### Given task
Turn each line of the records below into a row of a Markdown table with the columns Row and Text. Number the rows in order and omit blank lines.
>> Begin Stored records
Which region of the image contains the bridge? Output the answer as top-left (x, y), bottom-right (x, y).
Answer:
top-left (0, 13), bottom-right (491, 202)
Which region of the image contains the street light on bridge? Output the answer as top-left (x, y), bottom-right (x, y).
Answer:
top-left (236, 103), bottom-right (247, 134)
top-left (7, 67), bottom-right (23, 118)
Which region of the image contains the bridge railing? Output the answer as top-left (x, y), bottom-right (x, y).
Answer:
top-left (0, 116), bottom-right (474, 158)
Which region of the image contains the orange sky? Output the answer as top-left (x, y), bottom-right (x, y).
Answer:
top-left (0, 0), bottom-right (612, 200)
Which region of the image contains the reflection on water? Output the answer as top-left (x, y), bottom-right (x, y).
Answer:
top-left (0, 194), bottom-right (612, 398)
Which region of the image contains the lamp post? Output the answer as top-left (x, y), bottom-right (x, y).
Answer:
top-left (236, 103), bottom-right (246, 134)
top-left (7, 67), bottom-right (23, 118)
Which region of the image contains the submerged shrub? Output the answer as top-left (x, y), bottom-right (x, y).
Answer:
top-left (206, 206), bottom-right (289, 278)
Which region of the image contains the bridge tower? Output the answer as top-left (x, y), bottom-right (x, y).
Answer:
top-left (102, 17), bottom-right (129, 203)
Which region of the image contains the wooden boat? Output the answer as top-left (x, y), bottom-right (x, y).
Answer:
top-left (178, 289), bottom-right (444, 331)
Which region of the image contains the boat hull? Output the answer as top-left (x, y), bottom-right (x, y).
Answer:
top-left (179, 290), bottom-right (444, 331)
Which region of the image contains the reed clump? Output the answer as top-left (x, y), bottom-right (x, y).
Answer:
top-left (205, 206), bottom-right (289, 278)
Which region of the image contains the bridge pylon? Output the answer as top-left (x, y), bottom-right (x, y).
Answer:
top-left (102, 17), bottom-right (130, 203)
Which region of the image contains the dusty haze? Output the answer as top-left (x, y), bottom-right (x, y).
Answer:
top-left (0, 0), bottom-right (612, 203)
>> End Stored records
### Output of the exercise
| Row | Text |
|---|---|
| 1 | Which region of the image contains the bridge? Output the answer as top-left (x, y), bottom-right (x, y). |
| 2 | Answer: |
| 3 | top-left (0, 13), bottom-right (491, 202) |
| 4 | Which region of the image contains the street light on bridge? Output the answer as top-left (x, y), bottom-right (x, y). |
| 5 | Answer: |
| 6 | top-left (236, 103), bottom-right (247, 134) |
| 7 | top-left (7, 67), bottom-right (23, 118) |
| 8 | Which region of the image contains the bridge railing? Output the answer as top-left (x, y), bottom-right (x, y). |
| 9 | Answer: |
| 10 | top-left (0, 116), bottom-right (474, 158) |
| 11 | Which region of the image contains the orange sky? Output the answer as top-left (x, y), bottom-right (x, y). |
| 12 | Answer: |
| 13 | top-left (0, 0), bottom-right (612, 200) |
| 14 | Which region of the image contains the reflection on water? Output the answer as top-left (x, y), bottom-right (x, y). |
| 15 | Answer: |
| 16 | top-left (0, 194), bottom-right (612, 398) |
| 17 | Which region of the image contains the lamp post? Output the answer as top-left (x, y), bottom-right (x, y). |
| 18 | Answer: |
| 19 | top-left (236, 103), bottom-right (246, 134) |
| 20 | top-left (7, 67), bottom-right (23, 118) |
| 21 | Which region of the image contains the submerged shrub? Output the answer as top-left (x, y), bottom-right (x, y). |
| 22 | Answer: |
| 23 | top-left (206, 206), bottom-right (289, 278) |
| 24 | Which region of the image contains the bridge tower? Output the answer as top-left (x, y), bottom-right (x, y). |
| 25 | Answer: |
| 26 | top-left (102, 17), bottom-right (129, 203) |
| 27 | Which region of the image contains the wooden boat? Output the answer as top-left (x, y), bottom-right (x, y). |
| 28 | Answer: |
| 29 | top-left (178, 289), bottom-right (444, 331) |
| 30 | Which region of the image contains the boat hull? Output the answer as top-left (x, y), bottom-right (x, y). |
| 31 | Answer: |
| 32 | top-left (179, 290), bottom-right (444, 331) |
| 33 | Which region of the image contains the reed clump? Output the answer as top-left (x, y), bottom-right (x, y). |
| 34 | Answer: |
| 35 | top-left (205, 206), bottom-right (289, 278) |
| 36 | Which region of the image contains the bridge pylon? Output the answer as top-left (x, y), bottom-right (x, y). |
| 37 | Answer: |
| 38 | top-left (102, 17), bottom-right (130, 203) |
| 39 | Which region of the image contains the dusty haze? Output the answer as top-left (x, y), bottom-right (x, y). |
| 40 | Answer: |
| 41 | top-left (0, 0), bottom-right (612, 203) |